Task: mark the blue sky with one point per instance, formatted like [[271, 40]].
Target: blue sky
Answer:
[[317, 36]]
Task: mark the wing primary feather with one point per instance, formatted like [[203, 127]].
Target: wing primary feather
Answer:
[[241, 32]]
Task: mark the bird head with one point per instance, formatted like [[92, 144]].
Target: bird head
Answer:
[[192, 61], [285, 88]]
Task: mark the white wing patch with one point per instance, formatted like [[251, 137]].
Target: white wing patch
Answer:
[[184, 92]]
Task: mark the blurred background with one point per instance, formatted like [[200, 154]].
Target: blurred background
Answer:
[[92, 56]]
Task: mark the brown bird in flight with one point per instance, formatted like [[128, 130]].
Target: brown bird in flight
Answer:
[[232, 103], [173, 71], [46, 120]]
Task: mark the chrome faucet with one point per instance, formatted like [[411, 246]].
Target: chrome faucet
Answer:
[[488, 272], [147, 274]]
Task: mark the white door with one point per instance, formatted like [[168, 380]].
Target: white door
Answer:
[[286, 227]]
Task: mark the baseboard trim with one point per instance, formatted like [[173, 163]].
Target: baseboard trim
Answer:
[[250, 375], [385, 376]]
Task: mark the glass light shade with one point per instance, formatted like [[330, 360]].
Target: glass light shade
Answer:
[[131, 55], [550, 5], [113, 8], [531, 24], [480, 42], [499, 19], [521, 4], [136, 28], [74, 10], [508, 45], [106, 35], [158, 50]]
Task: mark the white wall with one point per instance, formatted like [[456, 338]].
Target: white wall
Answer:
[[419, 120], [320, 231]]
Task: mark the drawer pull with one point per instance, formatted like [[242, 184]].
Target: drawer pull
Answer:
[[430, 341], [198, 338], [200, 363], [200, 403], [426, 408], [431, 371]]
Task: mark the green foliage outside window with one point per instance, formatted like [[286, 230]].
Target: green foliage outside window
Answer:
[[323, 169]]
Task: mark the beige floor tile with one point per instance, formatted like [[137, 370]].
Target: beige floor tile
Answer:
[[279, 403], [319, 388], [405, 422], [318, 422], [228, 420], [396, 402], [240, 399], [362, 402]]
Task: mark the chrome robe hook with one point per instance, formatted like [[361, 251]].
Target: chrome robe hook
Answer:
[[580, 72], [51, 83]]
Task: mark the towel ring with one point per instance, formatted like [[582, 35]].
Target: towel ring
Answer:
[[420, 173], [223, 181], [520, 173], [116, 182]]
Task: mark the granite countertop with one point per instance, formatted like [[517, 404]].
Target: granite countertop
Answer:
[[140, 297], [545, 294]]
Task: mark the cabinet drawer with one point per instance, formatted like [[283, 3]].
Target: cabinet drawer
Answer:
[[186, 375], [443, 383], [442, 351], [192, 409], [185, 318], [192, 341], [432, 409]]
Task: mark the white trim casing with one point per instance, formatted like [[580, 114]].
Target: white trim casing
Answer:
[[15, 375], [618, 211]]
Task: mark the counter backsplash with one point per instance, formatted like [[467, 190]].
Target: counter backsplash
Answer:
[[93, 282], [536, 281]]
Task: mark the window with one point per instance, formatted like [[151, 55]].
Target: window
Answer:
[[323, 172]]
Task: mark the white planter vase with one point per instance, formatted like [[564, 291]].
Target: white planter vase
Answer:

━━━━━━━━━━━━━━━━━━━━━━━━━━━━━━

§ **Problem to solve**
Lay out every line of the material above as a numbered list, leaving out any blank lines.

§ **Exercise response**
1. Task: mark the blue sky with one point per instance, formatted like [[271, 40]].
2. Target: blue sky
3. Answer:
4. [[317, 36]]
5. Task: mark the wing primary feather with one point per instance, formatted like [[203, 127]].
6. Target: wing primary feather
7. Answer:
8. [[241, 32]]
9. Task: mark the bird head with one point per instance, formatted like [[92, 144]].
10. Target: bird head
11. Answer:
12. [[192, 61], [285, 88]]
13. Task: mark the white wing patch with one point per instance, formatted like [[251, 137]].
14. Target: white wing patch
15. Answer:
16. [[184, 92]]
17. Task: mark the blurred background with one point per instance, formatted like [[200, 154]].
18. Target: blurred background
19. Answer:
20. [[92, 56]]
21. Task: mark the brown bird in flight with one point per instance, formatted like [[128, 130]].
22. Target: brown bird in flight
23. Answer:
24. [[232, 103], [173, 71], [46, 120]]
25. Task: mark the chrome faucet with one point per instance, formatted like [[411, 246]].
26. Target: chrome faucet
27. Answer:
28. [[488, 272], [147, 274]]
29. Task: mark the white door with one point per instance, formatted like [[168, 380]].
30. Target: white door
31. Answer:
32. [[286, 227]]
33. Task: mark the baseboard trim with one point per instance, formatted like [[173, 163]].
34. Target: baseboard trim
35. Answer:
36. [[250, 375], [385, 376]]
37. Task: mark the glass light shade with one point per instance, formatted like [[330, 360]].
38. Target: glass light shade
39. Answer:
40. [[131, 55], [550, 5], [113, 8], [531, 24], [480, 42], [499, 19], [521, 4], [136, 28], [74, 10], [508, 45], [106, 35], [158, 50]]
41. Task: mark the white wall with one point per instance, formatted like [[456, 338]].
42. Target: white wall
43. Answer:
44. [[419, 120], [320, 231]]
45. Task: mark the drawer pull with one point per instance, formatted like [[242, 184]].
46. Target: drawer pull
47. Answer:
48. [[430, 341], [198, 338], [200, 363], [200, 403], [426, 408], [431, 371]]
49. Task: mark the green foliage outside window with one point per instance, formatted like [[286, 230]].
50. Target: green foliage outside window
51. Answer:
52. [[323, 169]]
53. Task: mark the beige floor tile with one point per instance, formatted like [[137, 370]].
54. Target: beige floor tile
55. Answer:
56. [[279, 403], [319, 388], [405, 422], [318, 422], [228, 420], [396, 402], [240, 399], [362, 402]]
57. Task: mark the chrome robe hook with one point per instance, formatted like [[361, 251]].
58. Target: chrome robe hook
59. Answer:
60. [[580, 72], [51, 83]]
61. Task: mark the towel ring with one point per instance, formatted like [[582, 35]].
62. Target: towel ring
63. Answer:
64. [[420, 173], [223, 181], [520, 173], [116, 182]]
65. Task: mark the granite countertop with one point per instance, formatted like [[517, 404]].
66. Target: granite countertop
67. Answer:
68. [[140, 297], [545, 294]]
69. Task: mark the cabinet drawer with one point per instance, formatted like [[283, 3]].
70. Target: cabinet drawer
71. Answer:
72. [[186, 375], [443, 383], [442, 351], [192, 409], [185, 318], [192, 341], [432, 409]]
73. Task: mark the white trim casing with one point per instance, formatted like [[580, 114]].
74. Target: white trim casing
75. Answer:
76. [[15, 375], [618, 211]]
77. Task: mark the counter backsplash with one point per instance, formatted like [[467, 190]].
78. Target: counter backsplash
79. Answer:
80. [[93, 282], [536, 281]]
81. Task: mark the window with one point per instance, formatted like [[151, 55]].
82. Target: window
83. Answer:
84. [[323, 172]]
85. Task: mark the white planter vase with one point per instance, formatted like [[564, 291]].
86. Target: white planter vase
87. Answer:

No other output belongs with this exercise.